Extract the lines below verbatim, starting with the very first line and ending after the line that contains "252L509 252L507 257L505".

*** DATASET ROWS ***

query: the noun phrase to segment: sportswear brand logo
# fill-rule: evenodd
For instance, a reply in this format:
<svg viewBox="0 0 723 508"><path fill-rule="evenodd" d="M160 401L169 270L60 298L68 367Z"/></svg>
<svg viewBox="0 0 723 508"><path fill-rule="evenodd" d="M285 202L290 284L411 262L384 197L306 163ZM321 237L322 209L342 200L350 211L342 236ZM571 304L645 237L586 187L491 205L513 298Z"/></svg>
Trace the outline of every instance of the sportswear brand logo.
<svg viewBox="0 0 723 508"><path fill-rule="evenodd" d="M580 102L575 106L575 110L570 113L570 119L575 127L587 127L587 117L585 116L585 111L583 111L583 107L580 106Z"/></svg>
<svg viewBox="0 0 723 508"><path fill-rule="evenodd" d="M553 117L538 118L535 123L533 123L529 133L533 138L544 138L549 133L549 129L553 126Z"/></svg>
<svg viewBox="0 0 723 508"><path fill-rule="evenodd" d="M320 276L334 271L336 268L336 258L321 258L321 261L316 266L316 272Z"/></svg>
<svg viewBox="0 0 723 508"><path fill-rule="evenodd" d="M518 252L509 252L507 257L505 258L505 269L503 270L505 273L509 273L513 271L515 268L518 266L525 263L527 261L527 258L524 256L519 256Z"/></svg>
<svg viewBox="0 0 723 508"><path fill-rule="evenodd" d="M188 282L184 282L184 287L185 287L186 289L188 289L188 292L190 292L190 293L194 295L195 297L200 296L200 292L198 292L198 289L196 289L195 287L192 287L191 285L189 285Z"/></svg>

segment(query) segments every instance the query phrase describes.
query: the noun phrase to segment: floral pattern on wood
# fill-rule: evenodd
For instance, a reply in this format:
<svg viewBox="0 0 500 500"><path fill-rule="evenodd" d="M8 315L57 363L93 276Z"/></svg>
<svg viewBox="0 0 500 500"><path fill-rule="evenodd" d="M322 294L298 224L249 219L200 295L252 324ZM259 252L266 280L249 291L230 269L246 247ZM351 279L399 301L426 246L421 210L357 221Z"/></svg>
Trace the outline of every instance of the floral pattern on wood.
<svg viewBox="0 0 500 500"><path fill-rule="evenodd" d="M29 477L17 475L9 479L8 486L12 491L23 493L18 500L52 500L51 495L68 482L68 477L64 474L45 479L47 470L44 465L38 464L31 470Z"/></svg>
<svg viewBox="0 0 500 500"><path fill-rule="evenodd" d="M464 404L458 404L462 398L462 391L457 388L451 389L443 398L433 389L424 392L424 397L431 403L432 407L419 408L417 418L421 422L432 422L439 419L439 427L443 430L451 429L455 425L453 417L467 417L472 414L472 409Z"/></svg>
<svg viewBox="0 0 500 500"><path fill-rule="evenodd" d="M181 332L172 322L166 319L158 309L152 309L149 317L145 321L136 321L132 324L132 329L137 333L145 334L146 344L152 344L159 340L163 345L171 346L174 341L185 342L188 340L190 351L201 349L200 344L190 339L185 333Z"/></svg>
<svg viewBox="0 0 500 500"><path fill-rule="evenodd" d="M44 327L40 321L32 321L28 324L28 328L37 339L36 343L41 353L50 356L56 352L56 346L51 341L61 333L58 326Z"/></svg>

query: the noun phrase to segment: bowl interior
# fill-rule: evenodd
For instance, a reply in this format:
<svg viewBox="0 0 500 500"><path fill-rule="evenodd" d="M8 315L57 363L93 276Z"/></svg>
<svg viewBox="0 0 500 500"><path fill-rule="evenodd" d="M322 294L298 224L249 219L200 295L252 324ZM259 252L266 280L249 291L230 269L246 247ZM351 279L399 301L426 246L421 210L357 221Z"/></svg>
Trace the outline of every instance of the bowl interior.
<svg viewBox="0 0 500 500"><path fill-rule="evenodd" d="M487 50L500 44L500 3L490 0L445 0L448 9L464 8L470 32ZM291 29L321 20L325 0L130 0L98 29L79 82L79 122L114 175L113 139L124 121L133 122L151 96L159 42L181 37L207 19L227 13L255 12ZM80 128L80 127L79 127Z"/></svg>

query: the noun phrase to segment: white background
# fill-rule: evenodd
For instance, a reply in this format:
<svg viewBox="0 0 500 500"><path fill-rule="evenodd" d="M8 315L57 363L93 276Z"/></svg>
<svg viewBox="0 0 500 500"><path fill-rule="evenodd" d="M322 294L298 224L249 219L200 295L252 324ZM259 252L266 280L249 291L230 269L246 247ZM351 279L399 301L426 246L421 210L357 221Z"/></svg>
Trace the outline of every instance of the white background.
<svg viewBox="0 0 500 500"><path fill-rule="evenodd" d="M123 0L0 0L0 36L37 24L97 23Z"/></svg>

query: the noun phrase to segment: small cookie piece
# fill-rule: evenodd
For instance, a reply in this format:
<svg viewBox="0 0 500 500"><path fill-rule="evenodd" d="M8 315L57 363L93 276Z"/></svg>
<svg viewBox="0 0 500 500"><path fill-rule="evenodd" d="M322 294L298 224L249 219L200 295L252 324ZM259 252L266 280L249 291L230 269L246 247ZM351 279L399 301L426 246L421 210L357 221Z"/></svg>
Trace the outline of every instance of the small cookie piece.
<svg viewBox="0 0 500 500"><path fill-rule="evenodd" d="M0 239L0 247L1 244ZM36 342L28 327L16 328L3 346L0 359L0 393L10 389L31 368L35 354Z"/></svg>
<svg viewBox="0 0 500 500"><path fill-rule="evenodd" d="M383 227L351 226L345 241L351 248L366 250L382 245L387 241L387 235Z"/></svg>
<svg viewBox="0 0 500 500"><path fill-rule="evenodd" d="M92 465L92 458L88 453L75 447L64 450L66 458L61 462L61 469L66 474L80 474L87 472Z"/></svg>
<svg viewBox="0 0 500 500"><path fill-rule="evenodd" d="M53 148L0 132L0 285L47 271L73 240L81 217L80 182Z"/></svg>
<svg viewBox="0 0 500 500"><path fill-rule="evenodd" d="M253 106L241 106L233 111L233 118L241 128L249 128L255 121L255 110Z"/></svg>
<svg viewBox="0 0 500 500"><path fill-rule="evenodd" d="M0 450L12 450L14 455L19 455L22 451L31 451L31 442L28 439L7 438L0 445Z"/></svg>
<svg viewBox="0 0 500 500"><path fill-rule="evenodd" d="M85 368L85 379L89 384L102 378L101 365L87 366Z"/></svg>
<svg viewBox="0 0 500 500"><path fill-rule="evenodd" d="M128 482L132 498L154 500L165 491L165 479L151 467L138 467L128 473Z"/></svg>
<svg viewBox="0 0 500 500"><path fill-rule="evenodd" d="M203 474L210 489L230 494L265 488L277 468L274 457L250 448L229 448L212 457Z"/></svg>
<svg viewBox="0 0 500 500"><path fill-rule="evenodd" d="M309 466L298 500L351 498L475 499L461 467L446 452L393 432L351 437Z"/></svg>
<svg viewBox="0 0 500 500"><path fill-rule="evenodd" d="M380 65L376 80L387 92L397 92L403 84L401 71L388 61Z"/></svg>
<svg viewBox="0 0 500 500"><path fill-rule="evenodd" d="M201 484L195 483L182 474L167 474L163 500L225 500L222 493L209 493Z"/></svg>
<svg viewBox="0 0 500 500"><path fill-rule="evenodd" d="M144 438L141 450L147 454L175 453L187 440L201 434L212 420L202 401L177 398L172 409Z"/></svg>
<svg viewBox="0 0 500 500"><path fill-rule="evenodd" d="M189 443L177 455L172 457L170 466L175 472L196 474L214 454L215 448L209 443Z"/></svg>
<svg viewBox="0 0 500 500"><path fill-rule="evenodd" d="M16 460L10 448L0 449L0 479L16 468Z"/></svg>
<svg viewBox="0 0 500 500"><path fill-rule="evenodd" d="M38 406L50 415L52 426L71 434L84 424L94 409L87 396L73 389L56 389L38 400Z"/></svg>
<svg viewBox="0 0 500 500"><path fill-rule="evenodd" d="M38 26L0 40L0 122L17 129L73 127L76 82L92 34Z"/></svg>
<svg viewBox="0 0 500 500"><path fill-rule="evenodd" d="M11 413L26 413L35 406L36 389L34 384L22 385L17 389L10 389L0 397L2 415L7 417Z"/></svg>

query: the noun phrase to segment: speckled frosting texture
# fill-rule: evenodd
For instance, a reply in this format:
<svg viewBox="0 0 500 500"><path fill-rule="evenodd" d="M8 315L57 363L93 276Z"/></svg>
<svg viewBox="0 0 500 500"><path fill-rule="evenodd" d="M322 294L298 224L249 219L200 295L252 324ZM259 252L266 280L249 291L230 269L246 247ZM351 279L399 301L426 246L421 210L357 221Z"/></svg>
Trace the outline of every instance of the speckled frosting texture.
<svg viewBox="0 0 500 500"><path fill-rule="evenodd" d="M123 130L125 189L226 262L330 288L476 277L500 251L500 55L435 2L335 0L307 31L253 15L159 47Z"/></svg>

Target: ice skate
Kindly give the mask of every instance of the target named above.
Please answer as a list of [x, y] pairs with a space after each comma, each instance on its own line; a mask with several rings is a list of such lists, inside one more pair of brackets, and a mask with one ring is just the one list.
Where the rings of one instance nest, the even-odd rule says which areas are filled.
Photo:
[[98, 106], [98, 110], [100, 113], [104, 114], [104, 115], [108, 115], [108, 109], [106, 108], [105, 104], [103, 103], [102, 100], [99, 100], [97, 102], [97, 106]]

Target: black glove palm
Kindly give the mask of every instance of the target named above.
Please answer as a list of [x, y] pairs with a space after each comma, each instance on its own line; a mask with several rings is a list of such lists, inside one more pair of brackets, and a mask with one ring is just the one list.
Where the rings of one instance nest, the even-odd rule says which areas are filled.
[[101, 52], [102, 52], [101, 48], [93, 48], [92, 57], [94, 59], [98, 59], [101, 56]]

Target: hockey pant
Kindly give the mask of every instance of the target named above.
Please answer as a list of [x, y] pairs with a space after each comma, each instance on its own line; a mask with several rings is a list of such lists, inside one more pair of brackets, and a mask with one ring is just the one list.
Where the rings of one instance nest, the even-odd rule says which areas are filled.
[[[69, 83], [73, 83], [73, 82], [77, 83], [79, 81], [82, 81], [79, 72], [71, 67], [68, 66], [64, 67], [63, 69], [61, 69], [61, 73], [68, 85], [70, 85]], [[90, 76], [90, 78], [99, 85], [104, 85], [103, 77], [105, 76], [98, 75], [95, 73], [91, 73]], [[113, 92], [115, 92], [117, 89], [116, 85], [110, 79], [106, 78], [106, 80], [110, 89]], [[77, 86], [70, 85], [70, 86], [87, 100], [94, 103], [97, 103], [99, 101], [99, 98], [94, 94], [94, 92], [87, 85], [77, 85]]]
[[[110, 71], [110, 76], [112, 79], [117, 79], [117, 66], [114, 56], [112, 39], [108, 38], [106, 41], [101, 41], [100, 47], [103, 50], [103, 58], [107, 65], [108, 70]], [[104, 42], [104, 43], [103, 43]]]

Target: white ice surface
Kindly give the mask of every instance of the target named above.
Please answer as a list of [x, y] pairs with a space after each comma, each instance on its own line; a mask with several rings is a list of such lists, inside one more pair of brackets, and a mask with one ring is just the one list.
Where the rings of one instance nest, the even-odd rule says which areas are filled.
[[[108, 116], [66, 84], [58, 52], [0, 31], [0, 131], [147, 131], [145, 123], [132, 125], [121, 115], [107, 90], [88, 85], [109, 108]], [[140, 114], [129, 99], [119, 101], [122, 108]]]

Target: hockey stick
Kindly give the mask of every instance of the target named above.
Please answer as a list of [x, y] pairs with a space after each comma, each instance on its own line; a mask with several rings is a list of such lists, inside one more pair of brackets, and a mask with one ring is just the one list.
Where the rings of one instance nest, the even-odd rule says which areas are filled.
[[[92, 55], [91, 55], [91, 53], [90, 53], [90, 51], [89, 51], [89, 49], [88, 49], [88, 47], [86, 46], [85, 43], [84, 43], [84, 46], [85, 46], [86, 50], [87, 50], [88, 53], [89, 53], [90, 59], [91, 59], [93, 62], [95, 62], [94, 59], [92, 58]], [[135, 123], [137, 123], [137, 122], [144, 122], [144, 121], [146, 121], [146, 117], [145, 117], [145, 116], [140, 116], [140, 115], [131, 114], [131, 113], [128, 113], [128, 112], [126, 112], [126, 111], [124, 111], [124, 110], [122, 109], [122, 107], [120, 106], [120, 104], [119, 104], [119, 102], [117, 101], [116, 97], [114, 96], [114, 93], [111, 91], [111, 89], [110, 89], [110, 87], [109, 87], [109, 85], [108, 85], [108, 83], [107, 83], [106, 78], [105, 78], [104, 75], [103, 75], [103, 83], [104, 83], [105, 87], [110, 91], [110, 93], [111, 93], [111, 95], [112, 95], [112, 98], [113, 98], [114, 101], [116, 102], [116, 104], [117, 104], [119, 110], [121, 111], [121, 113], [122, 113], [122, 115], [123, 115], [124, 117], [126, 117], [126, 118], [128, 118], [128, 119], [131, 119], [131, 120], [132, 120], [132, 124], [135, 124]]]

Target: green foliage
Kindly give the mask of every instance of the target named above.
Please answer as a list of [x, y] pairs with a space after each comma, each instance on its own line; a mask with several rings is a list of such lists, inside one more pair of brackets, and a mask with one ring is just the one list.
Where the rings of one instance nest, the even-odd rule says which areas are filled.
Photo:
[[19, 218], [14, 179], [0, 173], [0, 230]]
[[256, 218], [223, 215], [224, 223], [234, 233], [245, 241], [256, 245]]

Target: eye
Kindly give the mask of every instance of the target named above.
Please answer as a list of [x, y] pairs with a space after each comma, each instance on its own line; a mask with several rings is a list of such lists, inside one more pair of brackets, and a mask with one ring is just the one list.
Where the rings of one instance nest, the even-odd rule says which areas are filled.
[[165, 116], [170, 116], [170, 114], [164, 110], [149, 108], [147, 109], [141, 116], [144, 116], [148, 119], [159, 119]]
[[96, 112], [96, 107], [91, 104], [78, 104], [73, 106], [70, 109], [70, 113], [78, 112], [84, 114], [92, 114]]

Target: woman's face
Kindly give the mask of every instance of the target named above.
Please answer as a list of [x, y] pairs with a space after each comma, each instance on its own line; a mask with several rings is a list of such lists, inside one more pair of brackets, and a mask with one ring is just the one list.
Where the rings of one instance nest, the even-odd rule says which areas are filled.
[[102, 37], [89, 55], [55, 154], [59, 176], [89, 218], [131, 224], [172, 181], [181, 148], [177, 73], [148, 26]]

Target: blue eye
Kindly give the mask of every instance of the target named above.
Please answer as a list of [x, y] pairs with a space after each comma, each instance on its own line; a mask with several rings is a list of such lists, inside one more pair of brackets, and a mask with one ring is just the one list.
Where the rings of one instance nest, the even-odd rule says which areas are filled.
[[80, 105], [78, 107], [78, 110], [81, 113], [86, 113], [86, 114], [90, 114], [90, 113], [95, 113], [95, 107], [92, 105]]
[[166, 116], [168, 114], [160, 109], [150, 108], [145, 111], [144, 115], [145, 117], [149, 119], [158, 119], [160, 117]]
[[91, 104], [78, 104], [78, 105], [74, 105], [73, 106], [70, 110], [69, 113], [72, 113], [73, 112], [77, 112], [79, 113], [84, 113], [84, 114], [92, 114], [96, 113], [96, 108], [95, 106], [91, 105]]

***

## COMPLETED TASK
query: the noun phrase to segment: sportswear brand logo
# fill-rule: evenodd
For instance, a reply in this format:
<svg viewBox="0 0 723 508"><path fill-rule="evenodd" d="M160 401L169 270L60 298L68 367Z"/></svg>
<svg viewBox="0 0 723 508"><path fill-rule="evenodd" d="M285 202L290 284L411 262L384 197L306 163ZM321 237L322 209L342 200L350 211L342 236ZM571 304L645 237L586 187L491 205L513 298Z"/></svg>
Trace the outline of every instance of the sportswear brand logo.
<svg viewBox="0 0 723 508"><path fill-rule="evenodd" d="M580 102L575 106L575 110L570 113L570 119L575 127L587 127L587 117L585 116L585 111L583 111L583 107L580 106Z"/></svg>
<svg viewBox="0 0 723 508"><path fill-rule="evenodd" d="M553 117L538 118L535 123L533 123L529 133L533 138L544 138L549 133L549 129L553 126Z"/></svg>
<svg viewBox="0 0 723 508"><path fill-rule="evenodd" d="M320 276L334 271L336 268L336 258L321 258L321 261L316 266L316 272Z"/></svg>
<svg viewBox="0 0 723 508"><path fill-rule="evenodd" d="M518 252L509 252L507 257L505 258L505 269L503 270L505 273L509 273L513 271L515 268L518 266L525 263L527 261L527 258L524 256L519 256Z"/></svg>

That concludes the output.